Segment Open

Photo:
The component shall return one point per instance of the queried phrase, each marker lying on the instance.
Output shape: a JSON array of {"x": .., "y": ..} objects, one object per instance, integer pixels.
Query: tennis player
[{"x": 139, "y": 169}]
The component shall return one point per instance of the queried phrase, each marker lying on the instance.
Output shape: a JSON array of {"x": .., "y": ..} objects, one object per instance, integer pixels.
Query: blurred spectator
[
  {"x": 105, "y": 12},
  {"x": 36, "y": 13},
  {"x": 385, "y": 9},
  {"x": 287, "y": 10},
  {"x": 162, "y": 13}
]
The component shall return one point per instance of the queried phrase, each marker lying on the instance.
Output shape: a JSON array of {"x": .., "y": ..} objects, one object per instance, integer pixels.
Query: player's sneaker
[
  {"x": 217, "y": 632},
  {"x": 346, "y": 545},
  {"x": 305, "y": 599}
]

Segment Closed

→ **Assignment**: Nothing should be missing: every line above must be reproduced exactly.

→ **Answer to the exercise**:
Photo:
The component shall return one point per instance of the queried phrase, each marker lying on the instance.
Output shape: a JSON array of {"x": .., "y": ..} objects, one object per instance, integer pixels.
Query: tennis player
[{"x": 139, "y": 169}]
The component shall return one point per instance of the queried phrase, each marker lying on the instance.
Output shape: a JSON array of {"x": .., "y": ..} objects, one object per instance, integer pixels.
Query: blurred spectator
[
  {"x": 105, "y": 12},
  {"x": 36, "y": 13},
  {"x": 385, "y": 9},
  {"x": 287, "y": 10},
  {"x": 162, "y": 13}
]
The component shall return one point per instance of the queried phrase, each marker lying on the instance.
Output shape: a JSON array of {"x": .., "y": ..} objects, one object per instance, integer pixels.
Query: player's sneaker
[
  {"x": 217, "y": 632},
  {"x": 346, "y": 545},
  {"x": 305, "y": 599}
]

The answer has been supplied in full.